It takes courage to write about motherhood in a culture that sets women with children on the sidelines, and it takes even more courage to give voice to the powerful emotions and fears that swirl deep beneath the surface of our daily lives, informing and sharing our relationships with our children and the world at large.
-Katrina Kenison and Kathleen Hirsch

This week I am in the thick of preparing to teach.
I am also sitting with my heart-broken son on the phone as he navigates a cross-country trip with his friends and sorts out being single, suddenly.
We look up at the same moon.
I am also walking to the river again and again with my daughter, figuring out what her next steps are, if not only in to the blazingly cold clear waters of the Green river, but what of her senior year in high school?

And then, there is me.
Here, a blossoming is going on. There is energy building with the work I am doing.
Here is an interview that I did for Wild Motherhood. Morgan’s questions prompted me to write this prayer:

Live your full life.
“Your body does not lie.” -Terry Tempest Williams
Your story matters.
Taking one small step for yourself today makes a difference in everything you do.
Your story matters.
Love your kids, ask for help, listen closely to the world around you, talk to each other, and be outside, every single day. Bring the littles with you.
Your story matters.
There is room for you here, even within motherhood. Take up your own space and urge your sisters to do the same.
Your story matters.
Amen

This is what I believe.

Today, I offer you a fresh post in the Out of the Mouths of Babes blog series by Sara Nolan. She lives what this series is all about, expressing a woman’s life within motherhood. I am so happy Sara offered this post. Please leave your comments for Sara here. I will be at the International Women’s Writing Guild this week, posting from Litchfield, CT. You can expect more Out posts and a running update from my workshop, Mapping Motherhood.

xo,

S

Experiment in the Mini-Essay #16- Infant Poetry has God on the Line

7-21-15

by Sara Nolan

I read aloud to Ronen while we nurse. Gulping is his foreground music; words are his background music. Not Hungry Caterpillar, Not Goodnight Moon– he’ll be well-fed on those classics everyone includes in an early literary diet. Instead, I’m moving through the anthology that Rick, our beloved officiant, left here for our wedding preparation: the “Winged Energy of Delight.” That’s what I want my son to know. Vallejo, Dickson, Machado, Issa, Kabir– the poet’s ardor and specificity. It ain’t Mother Goose’s regular posse.

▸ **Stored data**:

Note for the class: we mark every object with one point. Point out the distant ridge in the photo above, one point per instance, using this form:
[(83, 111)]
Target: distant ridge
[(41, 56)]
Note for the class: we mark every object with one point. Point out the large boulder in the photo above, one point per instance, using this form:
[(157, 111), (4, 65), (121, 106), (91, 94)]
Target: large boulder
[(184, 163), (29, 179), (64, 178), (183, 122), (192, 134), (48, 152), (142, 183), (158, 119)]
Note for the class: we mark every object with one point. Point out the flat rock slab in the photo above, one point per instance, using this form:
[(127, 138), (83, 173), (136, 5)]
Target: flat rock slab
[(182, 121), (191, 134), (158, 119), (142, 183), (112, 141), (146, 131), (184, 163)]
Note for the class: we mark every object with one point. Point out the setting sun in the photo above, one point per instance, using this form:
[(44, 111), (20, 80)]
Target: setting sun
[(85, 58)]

▸ **Work to complete**:
A. Copy the motherhood post starting at "Here is an interview" and ending at "do the same.", renaming "story" as "voice" throughout.
B. Decide whether each statement agrees with the motherhood post, answering yes or no and quoting the words that settle it: (i) The son is on a cross-country trip with his friends. (ii) The author will be posting from Litchfield, CT this week. (iii) Sara Nolan reads Goodnight Moon to Ronen while nursing.
C. Put this sentence from the motherhood post into Spanish: "We look up at the same moon."
None of the entries is needed.

▸ **The replies**:
A.
Here is an interview that I did for Wild Motherhood. Morgan’s questions prompted me to write this prayer:

Live your full life.
“Your body does not lie.” -Terry Tempest Williams
Your voice matters.
Taking one small step for yourself today makes a difference in everything you do.
Your voice matters.
Love your kids, ask for help, listen closely to the world around you, talk to each other, and be outside, every single day. Bring the littles with you.
Your voice matters.
There is room for you here, even within motherhood. Take up your own space and urge your sisters to do the same.

B.
(i) Yes: "as he navigates a cross-country trip with his friends"
(ii) Yes: "posting from Litchfield, CT"
(iii) No: "Not Hungry Caterpillar, Not Goodnight Moon"

C. Miramos hacia arriba la misma luna.